RECORD EXTRACTS:
■ ■ ■ ■
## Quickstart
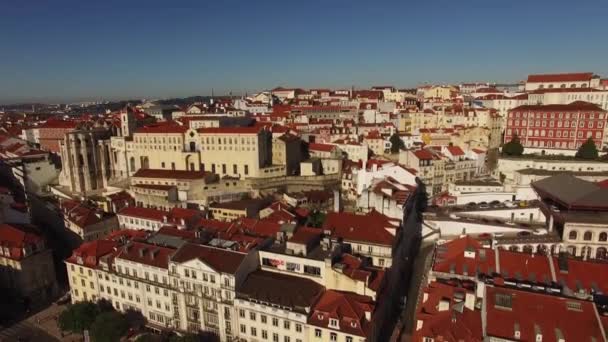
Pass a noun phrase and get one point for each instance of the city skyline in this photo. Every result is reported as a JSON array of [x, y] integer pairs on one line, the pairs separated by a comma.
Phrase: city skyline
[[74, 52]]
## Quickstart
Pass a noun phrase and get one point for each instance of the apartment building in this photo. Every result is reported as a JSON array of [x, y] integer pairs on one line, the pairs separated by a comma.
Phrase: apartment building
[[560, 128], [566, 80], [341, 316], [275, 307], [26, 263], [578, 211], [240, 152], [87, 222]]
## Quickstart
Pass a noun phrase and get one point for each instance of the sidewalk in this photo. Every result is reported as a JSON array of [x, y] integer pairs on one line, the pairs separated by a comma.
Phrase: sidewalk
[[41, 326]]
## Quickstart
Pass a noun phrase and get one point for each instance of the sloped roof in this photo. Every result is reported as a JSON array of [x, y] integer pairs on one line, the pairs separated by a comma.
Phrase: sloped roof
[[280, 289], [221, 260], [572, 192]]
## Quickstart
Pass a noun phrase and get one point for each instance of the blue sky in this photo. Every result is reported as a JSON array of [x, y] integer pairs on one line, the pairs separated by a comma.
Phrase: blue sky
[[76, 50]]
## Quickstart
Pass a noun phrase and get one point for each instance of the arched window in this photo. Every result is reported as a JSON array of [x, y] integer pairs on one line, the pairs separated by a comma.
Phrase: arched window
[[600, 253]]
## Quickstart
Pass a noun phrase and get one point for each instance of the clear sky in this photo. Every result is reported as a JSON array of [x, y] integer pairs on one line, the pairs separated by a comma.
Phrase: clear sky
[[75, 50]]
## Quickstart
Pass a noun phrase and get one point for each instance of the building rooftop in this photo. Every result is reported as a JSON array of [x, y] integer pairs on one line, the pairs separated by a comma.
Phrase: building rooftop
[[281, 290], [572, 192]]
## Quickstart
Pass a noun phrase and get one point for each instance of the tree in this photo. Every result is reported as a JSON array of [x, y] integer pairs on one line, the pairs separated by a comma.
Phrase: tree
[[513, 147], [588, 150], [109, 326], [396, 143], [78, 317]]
■ ■ ■ ■
Leave the images out and output the remaining material exactly as it stands.

## Quickstart
Pass a noun phrase and get one point for each instance of the city skyline in this photo. Every result is reported as a JSON array of [x, y] integer pairs on one line, the pairs separated by a comma.
Phrase: city skyline
[[74, 52]]
## Quickstart
Pass a noun phrase and get one point for each instance of the apartment building in this photo. Every result is reported as a JSON array of [x, y] integer pairs on one line, the pairs separated by a comma.
Phrase: apartment building
[[560, 128], [566, 80], [341, 316], [275, 307], [26, 263], [578, 211], [240, 152], [87, 222]]
## Quickstart
Pass a noun phrase and get one point for each instance of the sidewalk in this photo. Every result is reported as a JSON array of [x, y] integer pairs on one line, the pairs separated by a comma.
Phrase: sidewalk
[[41, 326]]
## Quickstart
Pass a noun phrase and get one point for each instance of the sloped roof in this photo. Every result is reported as a JSON array of [x, y] integer pairs on one line, the pairs separated by a comma.
Phrase: sloped roof
[[280, 289], [221, 260], [572, 192]]
## Quickstart
Pass a noun phrase and get one point for each instance of the blue sky in this photo. Every result is reported as a JSON array of [x, y] integer pairs on one line, the pairs separated by a comma.
Phrase: blue sky
[[76, 50]]
## Quickstart
Pass a noun phrase and get one point for each instance of the arched window in this photo. Every result is reported as a JSON array of [x, y] integer pairs on one line, the pairs separated by a comma.
Phrase: arched window
[[600, 253]]
## Quickstart
Pass a noun phrase and get one point for each instance of the clear sky in this photo. Every result is reported as a JSON array of [x, y] integer pairs on one line, the pairs separated by a comma.
Phrase: clear sky
[[75, 50]]
## Quickstart
Pass a noun phrase and get one point for each instance of the building rooftop in this photo. Every result is reported as a JSON array of [x, y] integer pairs on one line, the pairs separated by a comma.
Phrase: building rooftop
[[281, 290], [572, 192]]
## Quickstart
Pass a noun phrase and get one point for each instance of the tree in this photo. Every result is reported as a JSON array of [x, y] integer pairs on one line, the pairs separated by a comma.
Phrase: tree
[[513, 147], [588, 150], [109, 326], [396, 143], [78, 317]]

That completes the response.